[Location identification entries]
------------------------------------
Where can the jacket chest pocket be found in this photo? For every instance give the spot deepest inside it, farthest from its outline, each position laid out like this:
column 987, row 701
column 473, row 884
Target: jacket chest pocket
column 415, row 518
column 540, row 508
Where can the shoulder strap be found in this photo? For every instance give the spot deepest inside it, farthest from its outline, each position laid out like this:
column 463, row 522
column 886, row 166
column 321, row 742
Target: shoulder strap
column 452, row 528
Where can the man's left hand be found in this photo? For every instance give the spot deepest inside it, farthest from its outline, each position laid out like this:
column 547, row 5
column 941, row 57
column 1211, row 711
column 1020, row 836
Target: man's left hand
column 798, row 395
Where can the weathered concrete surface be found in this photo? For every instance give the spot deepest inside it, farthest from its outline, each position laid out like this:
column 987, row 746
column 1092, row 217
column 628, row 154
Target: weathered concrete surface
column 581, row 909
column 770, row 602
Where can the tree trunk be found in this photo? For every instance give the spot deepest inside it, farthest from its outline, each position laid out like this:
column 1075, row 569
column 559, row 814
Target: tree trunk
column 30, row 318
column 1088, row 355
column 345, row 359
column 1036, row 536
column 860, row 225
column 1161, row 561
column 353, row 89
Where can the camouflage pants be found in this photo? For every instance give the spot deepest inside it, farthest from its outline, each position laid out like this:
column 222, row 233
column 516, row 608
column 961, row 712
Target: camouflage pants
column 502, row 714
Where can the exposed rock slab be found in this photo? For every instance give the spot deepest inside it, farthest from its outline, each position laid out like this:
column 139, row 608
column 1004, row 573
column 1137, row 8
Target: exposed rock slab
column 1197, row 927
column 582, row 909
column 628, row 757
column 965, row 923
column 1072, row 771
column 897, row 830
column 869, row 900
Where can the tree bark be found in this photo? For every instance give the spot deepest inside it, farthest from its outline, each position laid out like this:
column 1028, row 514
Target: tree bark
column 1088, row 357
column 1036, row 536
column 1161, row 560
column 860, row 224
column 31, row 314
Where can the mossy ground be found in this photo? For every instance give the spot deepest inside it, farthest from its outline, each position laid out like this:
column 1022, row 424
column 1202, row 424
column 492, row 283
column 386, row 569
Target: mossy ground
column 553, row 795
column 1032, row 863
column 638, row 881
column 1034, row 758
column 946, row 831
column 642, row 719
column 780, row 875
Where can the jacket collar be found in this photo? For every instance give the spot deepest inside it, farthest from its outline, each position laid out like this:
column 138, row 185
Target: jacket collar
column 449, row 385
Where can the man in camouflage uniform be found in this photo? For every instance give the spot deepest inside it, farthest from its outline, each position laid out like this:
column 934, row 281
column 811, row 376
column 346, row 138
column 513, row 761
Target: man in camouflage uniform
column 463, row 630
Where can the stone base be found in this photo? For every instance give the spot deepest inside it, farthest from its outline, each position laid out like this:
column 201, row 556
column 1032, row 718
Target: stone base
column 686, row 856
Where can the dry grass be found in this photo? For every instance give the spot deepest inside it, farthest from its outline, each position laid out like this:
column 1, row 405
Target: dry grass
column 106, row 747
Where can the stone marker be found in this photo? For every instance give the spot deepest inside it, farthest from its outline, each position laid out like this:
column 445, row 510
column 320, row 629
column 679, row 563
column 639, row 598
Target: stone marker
------------------------------------
### Exercise instructions
Write out, unchanged, every line of the material from the one containing "Where can the stone base" through the very last line above, including both.

### Solution for this task
Where can the stone base be found in this photo? For every instance give the spot deepest inside it, farthest from its outline, each position laid out like this:
column 201, row 556
column 1032, row 718
Target: stone base
column 686, row 856
Where can the dry grass be found in this photo? For every instance give the spot deepest inside it, farthest from its outline, each position laid out like this:
column 1, row 405
Target: dry grass
column 106, row 747
Where can the stone marker be found in this photo? For every instance give the spot deepest inside it, farthest from its outline, each position laid out like this:
column 445, row 510
column 320, row 629
column 679, row 563
column 639, row 598
Target: stone marker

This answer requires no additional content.